=== Teks ===
Oleh: Fauzi Aziz

Ilustrasi
ADALAH bentuk “intervensi pemerintah” yang secara sengaja dilakukan untuk mengatur masuknya barang impor ke dalam wilayah pabean Indonesia. Tujuan utamanya secara umum adalah untuk melindungi aktivitas ekonomi di dalam negeri, baik untuk pengamanan neraca pembayaran, penghematan penggunaan devisa, maupun untuk melindungi produsen dari saingan impor yang tidak wajar dan melindungi kepentingan masyarakat luas sebagai konsumen.
Instrumen yang dipakai ada dua kelompok besar, yakni tarif dan non tarif. Pada era perdagangan bebas, instrumen tarif sebagai alat proteksi sudah jarang digunakan karena struktur tarif impor ditetapkan serendah mungkin (0-5%). Nyaris tidak efektif lagi untuk mengendalikan impor, tetapi justru untuk melancarkan arus impor.
Sebaliknya, instrumen pengaturan impor secara administratif banyak dilakukan negara di dunia dengan alasan melindungi kepentingan nasional. Secara sederhana, instrumen yang dipakai ada dua macam, yakni regulasi teknis menggunakan instrumen standar,dan pengaturan tata niaga impor.
Penggunaan instrumen tarif memang jauh lebih transparan, namun karena struktur tarifnya harus dibuat semakin rendah, maka banyak negara justru menyuburkan penerapan. kebijakan non tarif. Perkembangan ini menimbulkan kondisi yang sangat paradoks ketika rezim perdagangan bebas diterapkan.
Realitas ini memberikan gambaran kepada kita bahwa semua negara di dunia dengan alasan apapun, akan mendahulukan kepentingan nasionalnya masing-masing. Pada sisi yang lain, kita mendapatkan gambaran bahwa struktur perekonomian di banyak Negara, daya tahannya akan selalu berbeda-beda pada kondisi apapun sehingga peran kebijakan negara tidak bisa didikte secara serta merta mengikuti arus utama yang dideklarasikan sebagai upaya mengamankan kepentingan bersama secara global melalui forum WTO atau forum resmi yang lain.
Publik harus dan wajib diberi tahu bahwa dalam pergaulan internasional yang dibahas dan didiskusikan itu adalah soal “kepentingan” yang landasan utamanya pasti bersifat politis, meskipun yang dibahas adalah isu ekonomi, perdagangan dan investasi. Kepentingan dalam dunia politik tidak akan pernah bebas nilai. Karena itu, semua negara yang terlibat dalam perundingan, selalu punya sikap agar kepentingannya tidak dirugikan sebagai bangsa dan negara.
Di banyak negara, sektor pertanian yang paling banyak mendapat perhatian pemerintahnya terkait dengan penerapan kebijakan impor. Itu sebabnya perundingan di WTO berjalan lamban dan alot ketika isu soal pertanian dibahas karena masing-masing ingin melindungi kepentingan petaninya dan juga pasar produk pertaniannya.

=== Potongan Data ===
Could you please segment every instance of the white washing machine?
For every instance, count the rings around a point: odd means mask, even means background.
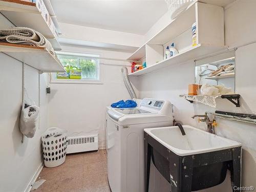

=== Tugas yang Diberikan ===
Menurut teks tentang pengaturan impor, sektor apa yang di banyak negara paling banyak mendapat perhatian pemerintah terkait penerapan kebijakan impor?

=== Jawaban Tugas ===
Sektor pertanian.